Entries from a point annotation set
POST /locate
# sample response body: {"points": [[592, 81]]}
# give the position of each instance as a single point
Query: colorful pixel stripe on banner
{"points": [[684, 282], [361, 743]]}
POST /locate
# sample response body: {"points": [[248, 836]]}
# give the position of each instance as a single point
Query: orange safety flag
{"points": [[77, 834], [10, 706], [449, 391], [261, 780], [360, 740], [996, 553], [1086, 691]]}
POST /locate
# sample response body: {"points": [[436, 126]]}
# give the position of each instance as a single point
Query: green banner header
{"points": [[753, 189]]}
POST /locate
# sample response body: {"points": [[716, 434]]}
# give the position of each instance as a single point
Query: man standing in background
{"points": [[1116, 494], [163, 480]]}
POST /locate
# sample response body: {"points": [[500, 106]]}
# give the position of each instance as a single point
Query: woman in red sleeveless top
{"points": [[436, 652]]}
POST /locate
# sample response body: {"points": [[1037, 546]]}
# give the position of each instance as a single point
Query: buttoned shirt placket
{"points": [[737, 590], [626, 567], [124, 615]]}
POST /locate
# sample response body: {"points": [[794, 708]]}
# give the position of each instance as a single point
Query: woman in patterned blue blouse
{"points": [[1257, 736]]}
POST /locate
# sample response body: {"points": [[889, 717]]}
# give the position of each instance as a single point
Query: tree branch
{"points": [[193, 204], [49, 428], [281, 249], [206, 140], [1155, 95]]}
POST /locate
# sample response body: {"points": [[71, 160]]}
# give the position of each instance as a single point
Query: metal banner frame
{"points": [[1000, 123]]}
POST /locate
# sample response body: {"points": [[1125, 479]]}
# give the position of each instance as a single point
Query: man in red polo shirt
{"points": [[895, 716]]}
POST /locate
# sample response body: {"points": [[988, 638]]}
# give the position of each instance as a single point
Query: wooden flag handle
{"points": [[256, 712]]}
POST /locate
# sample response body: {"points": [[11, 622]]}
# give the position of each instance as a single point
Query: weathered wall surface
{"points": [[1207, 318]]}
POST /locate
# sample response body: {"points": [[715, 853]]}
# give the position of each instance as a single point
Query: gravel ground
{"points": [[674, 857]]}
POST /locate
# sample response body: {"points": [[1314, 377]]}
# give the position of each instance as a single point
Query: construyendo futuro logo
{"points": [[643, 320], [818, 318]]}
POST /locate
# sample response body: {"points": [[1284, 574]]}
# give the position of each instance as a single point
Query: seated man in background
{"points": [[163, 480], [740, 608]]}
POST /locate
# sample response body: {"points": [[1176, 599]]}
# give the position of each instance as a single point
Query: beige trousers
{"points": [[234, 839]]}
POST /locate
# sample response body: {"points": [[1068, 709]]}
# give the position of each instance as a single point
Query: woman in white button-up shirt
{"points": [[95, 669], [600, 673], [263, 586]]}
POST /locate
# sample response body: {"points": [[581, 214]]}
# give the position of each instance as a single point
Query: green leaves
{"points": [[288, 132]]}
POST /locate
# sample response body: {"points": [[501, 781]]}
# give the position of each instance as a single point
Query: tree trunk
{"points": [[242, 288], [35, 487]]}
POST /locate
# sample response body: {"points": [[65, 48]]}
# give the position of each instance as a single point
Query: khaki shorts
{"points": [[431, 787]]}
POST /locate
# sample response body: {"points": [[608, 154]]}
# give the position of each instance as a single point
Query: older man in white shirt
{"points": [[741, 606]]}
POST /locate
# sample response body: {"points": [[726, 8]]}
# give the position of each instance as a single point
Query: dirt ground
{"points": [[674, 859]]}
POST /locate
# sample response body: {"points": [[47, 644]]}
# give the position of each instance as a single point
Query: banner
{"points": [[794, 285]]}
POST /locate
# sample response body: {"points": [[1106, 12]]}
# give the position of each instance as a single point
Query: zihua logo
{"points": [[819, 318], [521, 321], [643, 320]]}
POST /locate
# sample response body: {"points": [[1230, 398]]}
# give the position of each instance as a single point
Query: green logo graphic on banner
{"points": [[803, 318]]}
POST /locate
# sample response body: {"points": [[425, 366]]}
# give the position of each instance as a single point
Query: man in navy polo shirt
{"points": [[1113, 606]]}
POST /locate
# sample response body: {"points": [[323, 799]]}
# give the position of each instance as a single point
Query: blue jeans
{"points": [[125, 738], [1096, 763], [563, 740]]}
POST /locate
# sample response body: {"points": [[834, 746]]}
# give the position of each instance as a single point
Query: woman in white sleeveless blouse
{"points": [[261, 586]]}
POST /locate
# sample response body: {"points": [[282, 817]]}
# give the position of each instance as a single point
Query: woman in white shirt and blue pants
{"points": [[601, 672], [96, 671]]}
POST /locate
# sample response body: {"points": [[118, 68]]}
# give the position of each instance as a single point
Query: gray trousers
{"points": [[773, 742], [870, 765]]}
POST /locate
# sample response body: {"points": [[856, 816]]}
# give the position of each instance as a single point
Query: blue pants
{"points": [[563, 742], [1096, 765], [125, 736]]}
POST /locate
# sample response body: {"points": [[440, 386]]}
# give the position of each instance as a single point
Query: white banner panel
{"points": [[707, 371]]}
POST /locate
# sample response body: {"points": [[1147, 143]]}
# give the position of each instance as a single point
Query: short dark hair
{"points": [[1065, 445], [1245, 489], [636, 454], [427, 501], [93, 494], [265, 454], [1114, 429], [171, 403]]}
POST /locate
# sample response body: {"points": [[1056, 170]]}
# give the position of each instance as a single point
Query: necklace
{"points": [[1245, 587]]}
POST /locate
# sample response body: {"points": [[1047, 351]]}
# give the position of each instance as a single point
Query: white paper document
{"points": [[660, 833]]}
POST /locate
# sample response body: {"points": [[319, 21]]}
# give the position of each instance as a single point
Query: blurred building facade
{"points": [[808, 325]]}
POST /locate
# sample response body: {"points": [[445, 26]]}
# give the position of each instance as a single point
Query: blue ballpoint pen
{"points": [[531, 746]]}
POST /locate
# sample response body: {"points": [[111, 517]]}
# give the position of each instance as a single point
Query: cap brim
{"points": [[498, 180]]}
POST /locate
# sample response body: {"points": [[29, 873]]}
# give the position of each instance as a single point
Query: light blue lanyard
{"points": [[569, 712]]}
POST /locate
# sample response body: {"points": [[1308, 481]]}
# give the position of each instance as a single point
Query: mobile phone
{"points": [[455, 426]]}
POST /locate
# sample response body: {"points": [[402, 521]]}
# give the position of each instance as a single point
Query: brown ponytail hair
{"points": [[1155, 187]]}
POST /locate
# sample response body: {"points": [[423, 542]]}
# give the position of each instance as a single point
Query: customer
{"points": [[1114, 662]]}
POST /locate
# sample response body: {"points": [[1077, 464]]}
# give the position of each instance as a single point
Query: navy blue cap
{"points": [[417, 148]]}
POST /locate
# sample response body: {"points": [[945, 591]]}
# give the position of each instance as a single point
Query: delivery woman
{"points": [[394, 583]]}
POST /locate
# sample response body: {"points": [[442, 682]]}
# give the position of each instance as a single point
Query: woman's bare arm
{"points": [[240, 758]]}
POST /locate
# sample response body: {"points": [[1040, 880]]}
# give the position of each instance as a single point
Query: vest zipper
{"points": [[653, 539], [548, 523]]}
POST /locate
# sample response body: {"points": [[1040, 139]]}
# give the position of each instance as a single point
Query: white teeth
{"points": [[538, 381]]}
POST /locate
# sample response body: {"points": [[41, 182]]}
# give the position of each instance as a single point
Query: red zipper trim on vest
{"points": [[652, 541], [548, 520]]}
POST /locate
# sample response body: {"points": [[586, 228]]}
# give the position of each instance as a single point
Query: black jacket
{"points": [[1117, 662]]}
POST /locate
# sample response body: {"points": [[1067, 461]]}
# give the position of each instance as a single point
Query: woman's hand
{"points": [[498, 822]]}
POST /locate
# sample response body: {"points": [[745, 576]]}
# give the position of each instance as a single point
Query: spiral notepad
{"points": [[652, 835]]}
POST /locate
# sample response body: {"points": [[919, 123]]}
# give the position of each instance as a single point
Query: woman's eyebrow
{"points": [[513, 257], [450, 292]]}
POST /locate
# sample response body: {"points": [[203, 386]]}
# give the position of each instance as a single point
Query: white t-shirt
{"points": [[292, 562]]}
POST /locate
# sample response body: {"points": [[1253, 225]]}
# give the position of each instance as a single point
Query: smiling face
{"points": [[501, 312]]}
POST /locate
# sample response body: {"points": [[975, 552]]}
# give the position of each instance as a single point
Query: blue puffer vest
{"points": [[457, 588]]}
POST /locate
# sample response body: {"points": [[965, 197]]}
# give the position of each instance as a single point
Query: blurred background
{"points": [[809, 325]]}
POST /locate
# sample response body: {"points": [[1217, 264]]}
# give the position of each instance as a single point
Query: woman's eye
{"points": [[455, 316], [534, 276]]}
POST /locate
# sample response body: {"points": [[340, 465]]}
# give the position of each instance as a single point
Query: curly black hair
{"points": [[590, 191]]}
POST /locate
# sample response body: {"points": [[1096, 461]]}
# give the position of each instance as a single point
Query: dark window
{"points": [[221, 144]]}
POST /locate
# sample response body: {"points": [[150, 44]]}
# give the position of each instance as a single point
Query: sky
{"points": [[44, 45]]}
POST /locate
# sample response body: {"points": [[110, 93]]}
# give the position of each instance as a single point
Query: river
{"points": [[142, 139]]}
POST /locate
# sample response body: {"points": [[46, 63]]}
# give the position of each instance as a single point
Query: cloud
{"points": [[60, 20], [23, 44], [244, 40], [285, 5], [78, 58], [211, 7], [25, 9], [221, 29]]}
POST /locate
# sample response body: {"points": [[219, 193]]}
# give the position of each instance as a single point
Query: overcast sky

**Job:** Gather every line in the entries above that contains the word "blue" and copy each one in full, keeping their original order.

**Response to the task:**
Query: woman in patterned blue blouse
Query: blue jeans
Query: woman in white shirt and blue pants
Query: blue pants
Query: blue ballpoint pen
Query: light blue lanyard
Query: navy blue cap
Query: blue puffer vest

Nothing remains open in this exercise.